■ Consigne: Poursuivez l'article sur la contestation des étudiants de l'université de Niamey en reprenant après sa dernière phrase.

■ Extrait du texte:
—————
Le bilan dressé par l’UENUN recoupe en grande partie ces chiffres mais fait part de trois morts et 200 blessés.
La CNDH demande l’ouverture d’une enquête judiciaire et exhorte les étudiants à « ne pas céder à l’esprit de vengeance et à reprendre les cours en vue de sauver l’année scolaire ».
Démission
Après trois jours de deuil national qui ont pris fin samedi, le comité exécutif de l’UENUN a lancé un mot d’ordre de suspension de toutes les activités académiques jusqu’à démission des deux ministres de l’enseignement supérieur et de la défense, qui assurait l’intérim du ministre de l’intérieur lundi. Quatre responsables étudiants sont toujours sous mandat de dépôt. Tous les autres ont été libérés. A l’université de Niamey, vidée de ses 23 000 étudiants, les salles restent fermées malgré la réouverture du campus samedi, sur ordre du président de la République Mahamadou Issoufou qui a reçu certains leaders scolaires la veille.
—————
■ Entrées extraites:
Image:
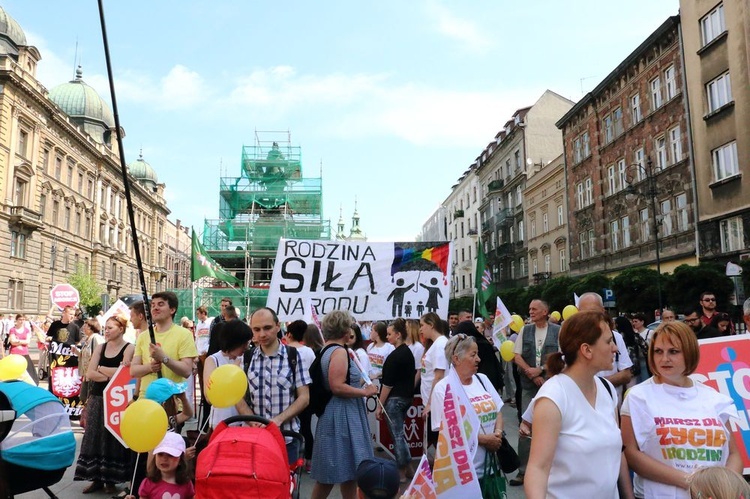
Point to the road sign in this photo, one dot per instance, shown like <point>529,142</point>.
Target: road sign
<point>64,295</point>
<point>723,366</point>
<point>413,430</point>
<point>117,396</point>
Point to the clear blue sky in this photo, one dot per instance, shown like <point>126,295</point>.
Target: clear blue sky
<point>395,98</point>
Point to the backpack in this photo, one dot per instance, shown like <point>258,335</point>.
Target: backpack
<point>319,394</point>
<point>292,357</point>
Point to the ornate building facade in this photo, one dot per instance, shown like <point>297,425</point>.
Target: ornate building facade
<point>63,205</point>
<point>628,169</point>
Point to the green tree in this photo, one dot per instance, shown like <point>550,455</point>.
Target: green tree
<point>686,284</point>
<point>89,290</point>
<point>636,290</point>
<point>557,292</point>
<point>594,282</point>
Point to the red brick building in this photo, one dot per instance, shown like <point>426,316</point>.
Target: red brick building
<point>636,114</point>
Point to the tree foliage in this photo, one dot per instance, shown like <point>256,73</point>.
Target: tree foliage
<point>89,290</point>
<point>636,290</point>
<point>686,284</point>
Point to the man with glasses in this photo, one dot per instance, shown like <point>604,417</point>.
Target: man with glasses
<point>708,307</point>
<point>693,321</point>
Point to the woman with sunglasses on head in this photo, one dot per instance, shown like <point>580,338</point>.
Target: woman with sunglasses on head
<point>669,421</point>
<point>434,363</point>
<point>397,393</point>
<point>102,459</point>
<point>463,355</point>
<point>357,344</point>
<point>577,450</point>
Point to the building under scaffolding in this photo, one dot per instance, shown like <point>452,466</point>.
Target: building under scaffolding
<point>270,200</point>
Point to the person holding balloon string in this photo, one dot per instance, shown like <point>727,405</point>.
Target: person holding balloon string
<point>102,459</point>
<point>234,337</point>
<point>167,472</point>
<point>535,342</point>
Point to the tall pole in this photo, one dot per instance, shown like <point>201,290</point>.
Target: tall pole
<point>652,192</point>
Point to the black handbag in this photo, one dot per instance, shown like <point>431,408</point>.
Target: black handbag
<point>507,456</point>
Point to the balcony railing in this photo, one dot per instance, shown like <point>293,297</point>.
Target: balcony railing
<point>496,185</point>
<point>24,217</point>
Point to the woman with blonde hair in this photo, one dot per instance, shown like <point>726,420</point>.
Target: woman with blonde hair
<point>718,482</point>
<point>102,459</point>
<point>415,345</point>
<point>576,450</point>
<point>669,418</point>
<point>342,437</point>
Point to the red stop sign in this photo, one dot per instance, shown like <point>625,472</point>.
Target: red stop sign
<point>117,396</point>
<point>64,295</point>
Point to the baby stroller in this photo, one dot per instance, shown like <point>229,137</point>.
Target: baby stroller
<point>244,462</point>
<point>39,443</point>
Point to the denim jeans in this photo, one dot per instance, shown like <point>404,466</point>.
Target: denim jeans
<point>396,408</point>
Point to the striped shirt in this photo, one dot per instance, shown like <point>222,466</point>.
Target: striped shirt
<point>273,387</point>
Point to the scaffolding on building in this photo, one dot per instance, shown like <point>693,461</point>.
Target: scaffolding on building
<point>270,200</point>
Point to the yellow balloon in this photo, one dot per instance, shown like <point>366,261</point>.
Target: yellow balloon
<point>12,367</point>
<point>506,351</point>
<point>144,424</point>
<point>516,323</point>
<point>226,386</point>
<point>569,311</point>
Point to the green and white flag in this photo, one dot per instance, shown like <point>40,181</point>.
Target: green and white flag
<point>202,265</point>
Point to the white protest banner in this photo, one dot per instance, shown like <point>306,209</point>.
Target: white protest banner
<point>422,486</point>
<point>373,281</point>
<point>453,471</point>
<point>502,319</point>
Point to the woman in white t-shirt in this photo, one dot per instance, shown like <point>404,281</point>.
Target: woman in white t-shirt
<point>357,344</point>
<point>672,424</point>
<point>416,346</point>
<point>577,450</point>
<point>434,364</point>
<point>464,358</point>
<point>378,350</point>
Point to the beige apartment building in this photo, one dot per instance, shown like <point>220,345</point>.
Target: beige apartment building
<point>527,142</point>
<point>63,205</point>
<point>545,210</point>
<point>715,38</point>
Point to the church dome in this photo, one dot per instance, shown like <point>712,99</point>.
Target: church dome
<point>10,31</point>
<point>85,107</point>
<point>143,172</point>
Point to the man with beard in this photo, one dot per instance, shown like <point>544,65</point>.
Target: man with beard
<point>694,322</point>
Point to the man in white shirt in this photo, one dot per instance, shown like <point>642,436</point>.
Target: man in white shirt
<point>534,343</point>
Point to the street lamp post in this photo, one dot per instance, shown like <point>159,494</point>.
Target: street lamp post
<point>650,193</point>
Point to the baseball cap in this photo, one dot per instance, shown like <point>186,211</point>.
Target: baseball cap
<point>378,478</point>
<point>171,444</point>
<point>161,389</point>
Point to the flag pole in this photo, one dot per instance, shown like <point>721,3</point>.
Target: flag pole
<point>125,182</point>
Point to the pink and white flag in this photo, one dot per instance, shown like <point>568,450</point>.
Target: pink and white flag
<point>502,319</point>
<point>453,471</point>
<point>421,486</point>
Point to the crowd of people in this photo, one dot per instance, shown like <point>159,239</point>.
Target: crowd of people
<point>606,400</point>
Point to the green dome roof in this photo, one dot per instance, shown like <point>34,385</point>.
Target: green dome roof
<point>78,100</point>
<point>11,30</point>
<point>142,171</point>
—————
■ Réponse attendue:
Sur la page Facebook de Malah Bagalé, ses amis ont ôté la photo de l’étudiant radieux aux rêves d’avenir pour poster celles de son cadavre et de l’immense rassemblement qui a suivi ses obsèques, lundi, avec la mention raisonnant comme un slogan : « Dernier hommage à notre Martyr !! » Malah Bagalé perdu le sourire et la vie.